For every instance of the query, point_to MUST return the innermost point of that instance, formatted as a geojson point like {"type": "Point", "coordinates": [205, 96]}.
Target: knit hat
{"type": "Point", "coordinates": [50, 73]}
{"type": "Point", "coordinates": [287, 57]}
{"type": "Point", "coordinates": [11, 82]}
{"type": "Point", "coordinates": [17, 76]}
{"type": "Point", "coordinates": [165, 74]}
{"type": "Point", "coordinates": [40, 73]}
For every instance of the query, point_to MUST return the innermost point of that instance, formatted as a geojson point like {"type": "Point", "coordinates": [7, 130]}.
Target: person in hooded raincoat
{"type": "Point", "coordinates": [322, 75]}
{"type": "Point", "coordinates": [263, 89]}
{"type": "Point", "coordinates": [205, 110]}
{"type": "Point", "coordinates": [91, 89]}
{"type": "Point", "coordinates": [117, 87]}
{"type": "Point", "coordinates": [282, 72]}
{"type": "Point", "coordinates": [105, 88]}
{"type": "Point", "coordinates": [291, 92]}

§ §

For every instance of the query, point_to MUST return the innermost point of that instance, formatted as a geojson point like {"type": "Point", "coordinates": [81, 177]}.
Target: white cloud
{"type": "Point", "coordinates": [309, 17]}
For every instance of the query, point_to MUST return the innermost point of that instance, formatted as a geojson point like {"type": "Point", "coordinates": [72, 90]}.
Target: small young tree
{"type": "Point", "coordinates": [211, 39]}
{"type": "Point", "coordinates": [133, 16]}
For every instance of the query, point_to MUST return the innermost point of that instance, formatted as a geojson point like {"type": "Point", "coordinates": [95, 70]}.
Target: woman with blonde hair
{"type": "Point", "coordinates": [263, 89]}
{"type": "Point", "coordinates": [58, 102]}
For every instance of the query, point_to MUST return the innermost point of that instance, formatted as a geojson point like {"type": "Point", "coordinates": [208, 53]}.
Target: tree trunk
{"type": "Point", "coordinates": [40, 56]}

§ §

With no other words, report how many lines in the entries hold the string "MUST".

6